# START OF Source material

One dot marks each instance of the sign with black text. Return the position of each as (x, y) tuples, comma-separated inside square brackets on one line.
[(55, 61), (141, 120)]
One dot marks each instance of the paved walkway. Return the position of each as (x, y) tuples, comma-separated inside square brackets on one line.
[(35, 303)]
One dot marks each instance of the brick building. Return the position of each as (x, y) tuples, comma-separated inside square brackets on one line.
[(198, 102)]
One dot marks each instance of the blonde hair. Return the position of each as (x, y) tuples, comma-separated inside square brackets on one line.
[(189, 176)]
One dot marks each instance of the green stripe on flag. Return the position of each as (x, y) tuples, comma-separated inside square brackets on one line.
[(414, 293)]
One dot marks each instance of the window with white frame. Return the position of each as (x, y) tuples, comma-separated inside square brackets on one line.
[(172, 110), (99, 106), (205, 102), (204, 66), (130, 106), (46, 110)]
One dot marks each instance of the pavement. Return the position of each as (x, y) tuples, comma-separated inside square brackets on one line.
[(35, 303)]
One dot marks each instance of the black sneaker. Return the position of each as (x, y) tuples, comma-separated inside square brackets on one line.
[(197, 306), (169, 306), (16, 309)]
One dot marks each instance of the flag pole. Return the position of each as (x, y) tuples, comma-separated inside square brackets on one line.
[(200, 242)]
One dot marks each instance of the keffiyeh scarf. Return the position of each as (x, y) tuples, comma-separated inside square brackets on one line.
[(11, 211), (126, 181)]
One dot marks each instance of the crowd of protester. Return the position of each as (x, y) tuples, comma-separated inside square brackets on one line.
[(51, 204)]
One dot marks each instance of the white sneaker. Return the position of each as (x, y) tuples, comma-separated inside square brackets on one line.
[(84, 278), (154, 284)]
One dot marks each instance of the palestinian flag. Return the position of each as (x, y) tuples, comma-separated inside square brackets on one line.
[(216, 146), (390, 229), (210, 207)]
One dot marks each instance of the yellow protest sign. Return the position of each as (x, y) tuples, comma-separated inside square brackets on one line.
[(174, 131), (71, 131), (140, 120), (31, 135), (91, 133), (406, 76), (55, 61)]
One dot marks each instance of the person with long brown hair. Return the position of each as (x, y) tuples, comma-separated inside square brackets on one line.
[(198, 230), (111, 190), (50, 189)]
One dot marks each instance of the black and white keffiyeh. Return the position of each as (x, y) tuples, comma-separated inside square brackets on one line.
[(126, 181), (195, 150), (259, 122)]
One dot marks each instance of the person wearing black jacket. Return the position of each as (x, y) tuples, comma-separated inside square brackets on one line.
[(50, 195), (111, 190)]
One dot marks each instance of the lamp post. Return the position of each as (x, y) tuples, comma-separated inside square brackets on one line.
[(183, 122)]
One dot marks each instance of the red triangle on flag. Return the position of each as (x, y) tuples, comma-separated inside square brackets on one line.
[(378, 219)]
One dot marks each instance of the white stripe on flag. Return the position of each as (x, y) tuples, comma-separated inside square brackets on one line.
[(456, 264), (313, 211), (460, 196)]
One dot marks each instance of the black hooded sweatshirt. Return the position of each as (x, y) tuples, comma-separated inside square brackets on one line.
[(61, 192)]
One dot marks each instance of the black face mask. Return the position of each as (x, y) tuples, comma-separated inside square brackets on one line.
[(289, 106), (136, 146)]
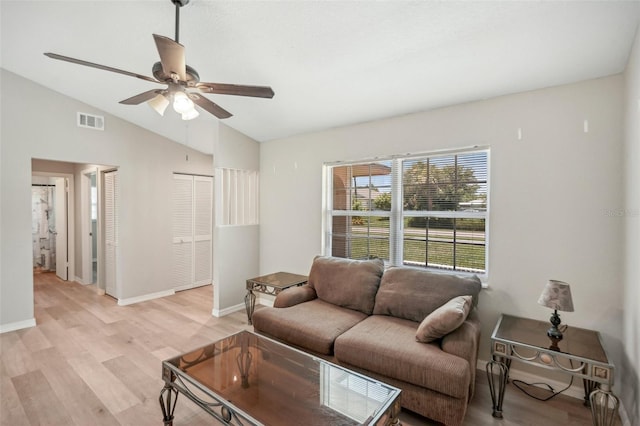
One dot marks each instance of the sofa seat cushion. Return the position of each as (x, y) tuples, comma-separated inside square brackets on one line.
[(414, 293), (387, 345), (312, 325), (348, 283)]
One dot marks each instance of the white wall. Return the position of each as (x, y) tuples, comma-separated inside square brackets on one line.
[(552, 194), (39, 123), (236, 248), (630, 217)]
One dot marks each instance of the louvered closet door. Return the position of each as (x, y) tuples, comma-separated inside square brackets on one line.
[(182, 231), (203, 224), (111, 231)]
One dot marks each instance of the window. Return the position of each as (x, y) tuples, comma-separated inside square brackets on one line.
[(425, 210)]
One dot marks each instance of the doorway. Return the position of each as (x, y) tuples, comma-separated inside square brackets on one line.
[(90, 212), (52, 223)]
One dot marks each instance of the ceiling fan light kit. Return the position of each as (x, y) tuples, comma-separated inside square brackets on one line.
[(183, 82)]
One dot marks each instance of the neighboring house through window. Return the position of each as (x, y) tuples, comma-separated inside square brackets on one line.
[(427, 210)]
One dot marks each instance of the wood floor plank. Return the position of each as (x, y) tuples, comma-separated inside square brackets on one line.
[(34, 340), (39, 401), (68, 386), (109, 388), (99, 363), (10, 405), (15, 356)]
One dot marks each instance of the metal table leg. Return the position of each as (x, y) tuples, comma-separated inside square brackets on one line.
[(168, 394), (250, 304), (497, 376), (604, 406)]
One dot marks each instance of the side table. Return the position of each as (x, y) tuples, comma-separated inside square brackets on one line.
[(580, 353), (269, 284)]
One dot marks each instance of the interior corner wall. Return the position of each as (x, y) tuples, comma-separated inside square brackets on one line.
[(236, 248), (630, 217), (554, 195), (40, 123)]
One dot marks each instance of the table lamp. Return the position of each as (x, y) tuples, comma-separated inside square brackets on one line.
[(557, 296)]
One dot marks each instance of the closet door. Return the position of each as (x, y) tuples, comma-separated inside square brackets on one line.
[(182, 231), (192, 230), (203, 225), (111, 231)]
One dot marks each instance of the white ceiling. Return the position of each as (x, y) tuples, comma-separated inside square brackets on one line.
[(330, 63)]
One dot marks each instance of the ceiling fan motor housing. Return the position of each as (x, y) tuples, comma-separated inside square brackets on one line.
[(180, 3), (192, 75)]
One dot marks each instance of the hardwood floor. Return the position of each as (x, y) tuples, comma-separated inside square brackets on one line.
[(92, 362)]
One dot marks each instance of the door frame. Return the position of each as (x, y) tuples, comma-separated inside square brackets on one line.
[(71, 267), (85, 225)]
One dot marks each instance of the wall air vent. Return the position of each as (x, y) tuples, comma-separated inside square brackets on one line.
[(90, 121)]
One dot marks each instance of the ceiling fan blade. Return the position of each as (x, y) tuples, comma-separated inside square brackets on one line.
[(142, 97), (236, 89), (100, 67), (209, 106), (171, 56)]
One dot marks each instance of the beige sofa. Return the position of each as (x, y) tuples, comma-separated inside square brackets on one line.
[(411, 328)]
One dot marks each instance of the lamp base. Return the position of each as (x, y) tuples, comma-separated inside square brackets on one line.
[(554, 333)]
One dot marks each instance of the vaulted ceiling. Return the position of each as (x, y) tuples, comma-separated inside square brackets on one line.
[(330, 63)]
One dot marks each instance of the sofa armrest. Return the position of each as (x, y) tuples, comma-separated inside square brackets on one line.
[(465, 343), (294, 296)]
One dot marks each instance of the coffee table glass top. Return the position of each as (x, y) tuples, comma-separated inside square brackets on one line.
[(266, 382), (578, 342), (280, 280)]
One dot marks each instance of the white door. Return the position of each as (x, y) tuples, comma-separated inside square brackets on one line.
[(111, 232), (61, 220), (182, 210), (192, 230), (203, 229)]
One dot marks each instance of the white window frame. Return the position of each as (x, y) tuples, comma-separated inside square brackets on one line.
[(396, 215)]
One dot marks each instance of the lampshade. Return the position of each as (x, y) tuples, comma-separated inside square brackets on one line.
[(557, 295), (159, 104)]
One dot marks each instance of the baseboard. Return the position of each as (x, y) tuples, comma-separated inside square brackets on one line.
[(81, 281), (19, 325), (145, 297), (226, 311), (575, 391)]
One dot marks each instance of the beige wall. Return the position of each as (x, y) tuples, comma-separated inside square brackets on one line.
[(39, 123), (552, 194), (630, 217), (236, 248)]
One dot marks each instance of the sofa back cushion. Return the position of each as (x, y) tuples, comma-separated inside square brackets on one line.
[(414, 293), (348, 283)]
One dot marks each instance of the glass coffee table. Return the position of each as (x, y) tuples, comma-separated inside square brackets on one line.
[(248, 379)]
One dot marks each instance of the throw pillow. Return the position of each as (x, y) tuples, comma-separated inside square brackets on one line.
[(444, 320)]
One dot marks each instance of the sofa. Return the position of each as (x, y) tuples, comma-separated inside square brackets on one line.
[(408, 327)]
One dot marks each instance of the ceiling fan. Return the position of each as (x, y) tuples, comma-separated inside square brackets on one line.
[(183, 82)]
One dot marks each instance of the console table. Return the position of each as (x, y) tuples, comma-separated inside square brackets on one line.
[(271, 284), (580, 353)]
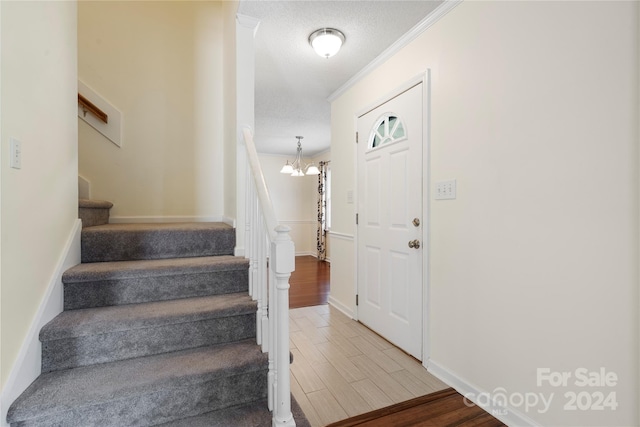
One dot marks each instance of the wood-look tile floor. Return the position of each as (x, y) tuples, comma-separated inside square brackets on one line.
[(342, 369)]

# END OF Source material

▸ **The exercise**:
Could you rewrite the material between the lines holding "One dot marks each instance of the lamp base." and "[(248, 379)]", inclusive, renaming "baseboard" to "wall trim" and leaving everything else as it is? Return only those lines.

▸ **Reply to the exercise**:
One dot marks each instance of the lamp base. Return the position of each as (x, y) tuples, comma-separated inside square brackets on one line.
[(554, 333)]
One dot marks each instance of the vaulted ceiling. Return the position of each as (x, y) tuples, comma-separated inside square brackets on one line.
[(330, 63)]
One dot marks each instance of the sofa armrest. Return the position of each as (x, y) tuples, comma-separated inside square brackets on one line.
[(465, 343), (294, 296)]
One dot marks each instance of the coffee table glass top. Return the position of each as (x, y) tuples, comma-separated inside square brackets on one line.
[(266, 382), (578, 342), (280, 280)]
One dot marks each instance of the white door. Return the position of each as (x, y) tuples, comma-separated inside square brackets on one line.
[(111, 232), (61, 220), (182, 210), (192, 230), (203, 229)]
One dot marks each instance of the white window frame. Return the position of each as (x, y) tuples, comma-separated inside square brackets on one line.
[(396, 215)]
One dot marks each instance of the lampshade. Return the position of each as (x, y) tuples, comma-separated inside square brackets on one line.
[(557, 295), (159, 104)]
One dot marks each instance of the wall trim. Return the position of each as (x, y) tuples, comma-separated inside square brackets on one line.
[(81, 281), (19, 325), (145, 297), (226, 311), (575, 391)]
One dot marks each instance of the beige wall. Return the position of each as (x, y) tuples, comma-separated inside square brackets on one line.
[(39, 123), (552, 194), (630, 217), (236, 248)]
One dot marks each instance of the sofa back cushion. Return the position of each as (x, y) tuples, comma-separated inside square brackets on one line.
[(414, 293), (348, 283)]
One dot marks each instance of the glass coffee table. Return the position of each as (x, y) tuples, comma-separated inside square brackets on one line.
[(248, 379)]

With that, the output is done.